*PROBLEM STATEMENT*
When you reach the records below, repeat each one exactly as written.

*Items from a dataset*
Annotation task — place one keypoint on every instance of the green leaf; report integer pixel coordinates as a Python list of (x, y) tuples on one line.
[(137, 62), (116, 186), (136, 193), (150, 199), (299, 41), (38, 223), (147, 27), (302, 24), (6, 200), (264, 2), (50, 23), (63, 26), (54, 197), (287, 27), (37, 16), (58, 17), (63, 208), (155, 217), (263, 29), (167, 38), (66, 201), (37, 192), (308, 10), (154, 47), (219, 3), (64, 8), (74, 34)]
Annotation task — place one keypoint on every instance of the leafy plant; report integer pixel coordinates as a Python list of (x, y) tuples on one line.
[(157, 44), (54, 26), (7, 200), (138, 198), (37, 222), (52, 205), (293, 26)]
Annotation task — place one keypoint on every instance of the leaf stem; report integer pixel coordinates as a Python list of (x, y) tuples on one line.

*TASK SOLUTION*
Annotation task — place one keypoint on every instance of the green leaf; report integer pixel coordinates as a Python list of (x, y) tuples on one line.
[(137, 62), (116, 186), (136, 193), (150, 199), (299, 41), (38, 223), (147, 27), (302, 24), (6, 200), (264, 2), (50, 23), (63, 26), (54, 197), (287, 27), (37, 16), (58, 17), (63, 208), (155, 217), (263, 29), (167, 38), (66, 201), (37, 192), (308, 10), (154, 47), (219, 3), (64, 8), (74, 34)]
Annotation task — place one keypoint on every instance of the leafy plant; report integer pixel coordinates as a Python list of (x, y) tuples on one line.
[(157, 44), (54, 26), (7, 200), (138, 198), (37, 222), (52, 205), (293, 26)]
Annotation task — place one keypoint on every instance of the leaf stem; report integer pixel coordinates as a Python list of (x, y) tuples on one line.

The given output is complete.